--- RECORDS SHOWN Enclosed Below ---

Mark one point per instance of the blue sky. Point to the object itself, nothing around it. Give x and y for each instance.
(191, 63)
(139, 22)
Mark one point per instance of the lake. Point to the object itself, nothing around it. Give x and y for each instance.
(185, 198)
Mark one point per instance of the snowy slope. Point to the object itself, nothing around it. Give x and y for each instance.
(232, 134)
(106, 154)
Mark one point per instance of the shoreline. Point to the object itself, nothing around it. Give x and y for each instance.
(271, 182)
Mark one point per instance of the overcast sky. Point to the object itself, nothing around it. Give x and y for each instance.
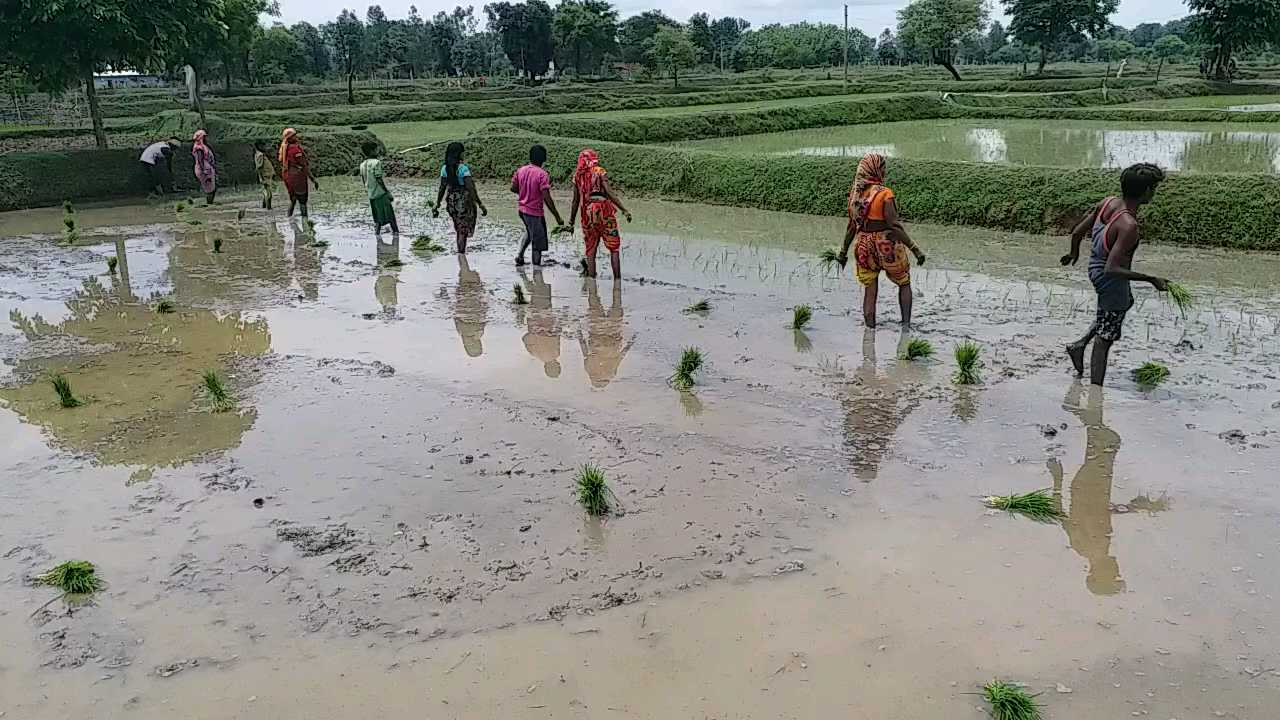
(871, 16)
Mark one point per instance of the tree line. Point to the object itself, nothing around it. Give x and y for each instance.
(58, 44)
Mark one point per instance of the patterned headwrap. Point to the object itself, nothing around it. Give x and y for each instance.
(289, 133)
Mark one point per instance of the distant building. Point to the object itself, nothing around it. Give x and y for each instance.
(113, 80)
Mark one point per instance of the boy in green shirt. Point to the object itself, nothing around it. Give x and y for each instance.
(379, 197)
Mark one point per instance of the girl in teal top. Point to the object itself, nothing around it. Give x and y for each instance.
(458, 194)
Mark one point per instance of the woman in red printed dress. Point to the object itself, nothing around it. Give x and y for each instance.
(592, 192)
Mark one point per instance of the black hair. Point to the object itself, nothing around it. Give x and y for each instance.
(1141, 180)
(538, 155)
(452, 158)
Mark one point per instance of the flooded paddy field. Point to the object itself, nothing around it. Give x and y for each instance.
(385, 523)
(1066, 144)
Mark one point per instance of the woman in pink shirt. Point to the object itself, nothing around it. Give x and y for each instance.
(534, 188)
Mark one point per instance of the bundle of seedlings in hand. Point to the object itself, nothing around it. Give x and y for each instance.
(1151, 374)
(1182, 297)
(1037, 505)
(1010, 702)
(690, 363)
(800, 317)
(968, 363)
(219, 397)
(424, 244)
(63, 387)
(918, 349)
(592, 490)
(74, 577)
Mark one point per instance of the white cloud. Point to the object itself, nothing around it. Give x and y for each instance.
(871, 16)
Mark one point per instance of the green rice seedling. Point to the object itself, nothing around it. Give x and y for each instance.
(1182, 297)
(690, 364)
(1037, 505)
(592, 490)
(968, 363)
(800, 317)
(1151, 374)
(918, 349)
(63, 387)
(424, 244)
(74, 577)
(219, 397)
(1010, 702)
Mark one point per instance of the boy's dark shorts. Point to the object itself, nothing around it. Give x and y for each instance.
(536, 228)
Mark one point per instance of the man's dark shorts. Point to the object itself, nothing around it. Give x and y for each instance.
(536, 228)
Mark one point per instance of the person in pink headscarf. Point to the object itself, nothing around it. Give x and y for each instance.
(206, 168)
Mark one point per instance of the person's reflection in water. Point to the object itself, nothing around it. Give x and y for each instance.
(542, 341)
(603, 345)
(470, 309)
(306, 263)
(874, 408)
(1088, 522)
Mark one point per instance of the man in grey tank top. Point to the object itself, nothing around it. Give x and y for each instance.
(1112, 227)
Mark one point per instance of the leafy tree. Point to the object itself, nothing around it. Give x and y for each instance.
(1047, 23)
(1169, 48)
(525, 30)
(585, 32)
(278, 55)
(936, 28)
(673, 51)
(315, 53)
(1234, 26)
(346, 37)
(699, 30)
(58, 44)
(636, 32)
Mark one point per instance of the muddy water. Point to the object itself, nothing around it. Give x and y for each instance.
(801, 536)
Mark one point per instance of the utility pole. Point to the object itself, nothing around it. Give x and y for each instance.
(846, 48)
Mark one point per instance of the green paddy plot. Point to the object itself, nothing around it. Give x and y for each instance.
(1069, 144)
(400, 136)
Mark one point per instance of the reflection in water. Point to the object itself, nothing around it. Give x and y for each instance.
(603, 343)
(874, 408)
(1088, 522)
(470, 309)
(543, 336)
(144, 392)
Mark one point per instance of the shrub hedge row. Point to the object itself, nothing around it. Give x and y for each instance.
(984, 195)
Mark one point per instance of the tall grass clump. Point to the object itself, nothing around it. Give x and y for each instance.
(690, 363)
(592, 490)
(74, 577)
(1182, 297)
(1010, 702)
(918, 349)
(63, 387)
(968, 363)
(1151, 374)
(219, 397)
(800, 317)
(1037, 505)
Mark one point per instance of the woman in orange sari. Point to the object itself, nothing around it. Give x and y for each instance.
(592, 192)
(880, 241)
(296, 171)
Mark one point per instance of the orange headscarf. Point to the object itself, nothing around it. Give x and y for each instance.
(289, 133)
(588, 162)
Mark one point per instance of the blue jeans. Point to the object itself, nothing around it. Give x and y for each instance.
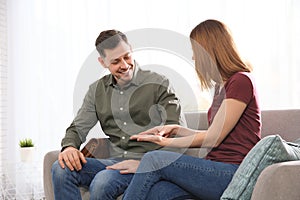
(180, 176)
(103, 184)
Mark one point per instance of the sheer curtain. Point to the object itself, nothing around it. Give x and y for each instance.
(49, 40)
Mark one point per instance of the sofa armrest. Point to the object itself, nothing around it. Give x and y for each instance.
(49, 159)
(278, 181)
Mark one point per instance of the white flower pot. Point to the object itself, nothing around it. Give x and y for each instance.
(27, 154)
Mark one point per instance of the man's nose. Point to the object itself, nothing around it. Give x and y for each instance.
(123, 63)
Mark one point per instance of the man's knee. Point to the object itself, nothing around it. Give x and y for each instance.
(109, 184)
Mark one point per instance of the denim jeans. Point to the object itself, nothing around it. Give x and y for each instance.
(168, 175)
(103, 184)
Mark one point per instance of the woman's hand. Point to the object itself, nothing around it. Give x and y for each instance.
(158, 134)
(126, 166)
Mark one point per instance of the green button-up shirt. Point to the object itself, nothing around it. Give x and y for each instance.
(147, 101)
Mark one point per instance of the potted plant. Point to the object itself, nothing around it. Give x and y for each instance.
(26, 150)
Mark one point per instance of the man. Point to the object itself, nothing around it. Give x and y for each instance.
(127, 101)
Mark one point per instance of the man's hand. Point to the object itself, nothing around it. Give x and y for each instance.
(72, 157)
(126, 166)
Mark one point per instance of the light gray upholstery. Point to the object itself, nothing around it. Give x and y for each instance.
(278, 181)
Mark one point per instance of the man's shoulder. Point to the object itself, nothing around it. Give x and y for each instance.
(148, 75)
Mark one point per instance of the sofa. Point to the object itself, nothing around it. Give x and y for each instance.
(275, 182)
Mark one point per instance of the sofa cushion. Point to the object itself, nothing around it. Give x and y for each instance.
(271, 149)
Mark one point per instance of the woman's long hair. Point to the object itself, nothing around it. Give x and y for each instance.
(215, 54)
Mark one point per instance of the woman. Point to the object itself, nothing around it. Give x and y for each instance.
(234, 127)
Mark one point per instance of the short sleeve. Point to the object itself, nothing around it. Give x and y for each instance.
(239, 87)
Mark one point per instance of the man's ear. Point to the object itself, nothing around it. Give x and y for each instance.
(102, 62)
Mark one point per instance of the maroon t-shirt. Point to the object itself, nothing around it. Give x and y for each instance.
(246, 133)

--- End of Enclosed RECORDS SHOWN ---

▶ WORK REQUEST
Produce the material above again in full, with identical lines and no pictures.

▶ REPLY TO THE EXERCISE
Mark one point per instance of the blue sky. Point to the object itself, nothing around it. Give x and y for each instance.
(191, 63)
(139, 22)
Mark one point per instance of the lake. Point to the object itself, nothing around it. Give x and y for each instance.
(185, 198)
Mark one point per instance of the snowy slope. Point to the object itself, nothing around it. Give x and y for each instance.
(232, 134)
(106, 154)
Mark one point per instance of the shoreline. Point to the object itself, nothing around it. Give x and y for each instance.
(271, 182)
Mark one point per instance of the overcast sky. Point to the object itself, nothing around it. Give x and y for each instance.
(871, 16)
Mark one point per instance of the tree line. Point to the object itself, nothing around it. Give x and y for each instance.
(58, 44)
Mark one point per instance of the patterned headwrap. Point to the object itself, nothing around it. Give x and y for each instance.
(289, 133)
Mark one point per instance of the distant building. Point to the object itself, nothing around it. Give x and y for each instance.
(113, 80)
Mark one point per instance of the boy in green shirt. Point to the object itself, nothing around it. Give x and y for each instance.
(379, 197)
Mark one point per instance of the girl in teal top. Point to the object itself, nothing around it. Give x and y for each instance.
(458, 194)
Mark one point per instance of the woman in red printed dress. Point to the object itself, nothing around it. Give x and y for each instance.
(592, 192)
Mark one point per instance of the black hair. Point to the object itself, nothing around it. Give x and y for each instance.
(1141, 180)
(538, 155)
(452, 158)
Mark one point per instance of the flooded paddy field. Point to the object itself, nothing around it. Give x and y for each instance.
(385, 523)
(1066, 144)
Mark one point per instance of the woman in pink shirt. Point to the object itself, nothing around it. Give x and y for each instance.
(534, 188)
Mark one point per instance of the bundle of seedlings in hand. Point to the object itself, nothing around it. Give x and y for each instance.
(1151, 374)
(1182, 297)
(1037, 505)
(1010, 702)
(690, 363)
(800, 317)
(968, 363)
(219, 397)
(424, 244)
(63, 387)
(918, 349)
(592, 490)
(74, 577)
Mark one point per instance of the white cloud. Point to the object itself, nothing around it. Give x and y for each instance.
(871, 16)
Mark one point per instance of the green rice seedling. Point to the object itself, nothing around it. Give x and y for each instance.
(1182, 297)
(690, 364)
(1037, 505)
(592, 490)
(968, 363)
(800, 317)
(1151, 374)
(918, 349)
(63, 387)
(424, 244)
(74, 577)
(219, 397)
(1010, 702)
Mark one point per instance of the boy's dark shorts. Point to the object itself, nothing around it. Give x and y for each instance.
(536, 228)
Mark one point per instance of the man's dark shorts. Point to the object itself, nothing around it. Give x and y for each instance.
(536, 228)
Mark one point per instance of the person in pink headscarf. Point to the object itself, nothing around it. Give x and y for each instance.
(206, 168)
Mark one point per instance of the person's reflection in water. Point to the object itself, nothing around it. Give x and y for each instance.
(542, 341)
(603, 345)
(470, 309)
(306, 263)
(874, 408)
(1088, 522)
Mark one point per instance of the man in grey tank top. Point to the object itself, nothing around it. Give x and y for each instance.
(1112, 227)
Mark one point per instance of the leafy tree. Point to the object itself, nothing around it. Give x and y for each instance.
(1047, 23)
(1169, 48)
(525, 30)
(585, 32)
(278, 55)
(936, 28)
(673, 51)
(315, 53)
(1234, 26)
(346, 37)
(699, 30)
(58, 44)
(636, 32)
Mark one point per instance of the muddy water. Point to the object itself, nothing around it. Give x and y for each instance.
(801, 536)
Mark one point per instance of the utility pole. Point to the object itself, nothing around it. Give x and y for each instance.
(846, 48)
Mark one point per instance of the green paddy plot. Point to the object itself, nothing around it. Give x and y for each instance.
(1069, 144)
(400, 136)
Mark one point per instance of the reflection in water. Point to the object itself, nothing around it. Give x and y for each instance.
(603, 343)
(874, 408)
(1088, 522)
(470, 309)
(543, 336)
(144, 392)
Mark one point per instance of the shrub hedge row. Point to the object itself, nothing around it. Give x and y for each instance.
(984, 195)
Mark one point per instance of the tall grass clump. Point to the object itself, nothing around it. Give x and y for each instance.
(690, 363)
(592, 490)
(74, 577)
(1182, 297)
(1010, 702)
(918, 349)
(63, 387)
(968, 363)
(1151, 374)
(219, 397)
(800, 317)
(1037, 505)
Mark one point per instance of the woman in orange sari. Point to the object itself, nothing around it. Give x and y for each instance.
(592, 192)
(880, 241)
(296, 171)
Mark one point per instance of the orange headscarf. Point to the object itself, nothing around it. Give x and y for each instance.
(289, 133)
(588, 162)
Mark one point per instance of the blue jeans. Point to the object itself, nothing around it. Give x and y for each instance.
(180, 176)
(103, 184)
Mark one point per instance of the sheer curtain. Point to the object itself, nothing around it. Give x and y for each instance.
(49, 40)
Mark one point per instance of the sofa armrest. Point to the object itself, nothing around it. Give x and y for each instance.
(49, 159)
(278, 181)
Mark one point per instance of the white flower pot. Point to the object itself, nothing around it. Give x and y for each instance.
(27, 154)
Mark one point per instance of the man's nose. Point to the object itself, nothing around it. Give x and y for each instance.
(123, 63)
Mark one point per instance of the man's knee. Point to the object itself, nothing around it. Give x and y for each instance.
(109, 184)
Mark one point per instance of the denim jeans. Point to the object itself, nothing around it. Give x and y for each instance.
(168, 175)
(103, 184)
Mark one point per instance of the woman's hand. Point to the object itself, nothing around it. Give x and y for each instance.
(158, 134)
(126, 166)
Mark one point per instance of the green button-up shirt. Point to the object itself, nothing around it. Give x and y for each instance.
(147, 101)
Mark one point per instance of the potted plant. Point to the object itself, nothing around it. Give x and y for each instance.
(26, 150)
Mark one point per instance of the man. Point to the object itself, nothing around it. Give x and y for each instance.
(127, 101)
Mark one point per instance of the man's hand. Point to the object itself, nothing around it. Give x and y for each instance.
(72, 157)
(126, 166)
Mark one point per instance of the light gray upholstery. Point to the object itself, nothing around it. Give x and y for each instance.
(278, 181)
Mark one point per instance of the man's shoulder. Point to the object itself, nothing around it. Give x and y for each instance.
(148, 75)
Mark one point per instance of the sofa. Point to the object itself, nothing around it. Give x and y for each instance.
(275, 182)
Mark one point per instance of the sofa cushion. Point to the object itself, nothing around it. Give x and y for each instance.
(271, 149)
Mark one point per instance of the woman's long hair. Point to the object itself, nothing around it. Give x and y for each instance.
(215, 54)
Mark one point per instance of the woman. Point to the object itself, nothing around it. Give x and y for each instance.
(234, 127)
Mark one point per instance of the short sleeve. Point to the object itself, nothing around it. Give x and y for each instance.
(239, 87)
Mark one point per instance of the man's ear. Point to the object itself, nothing around it. Give x and y for each instance.
(102, 62)
Mark one point per instance of the maroon t-shirt. Point to the object itself, nothing around it. Give x and y for each instance.
(246, 133)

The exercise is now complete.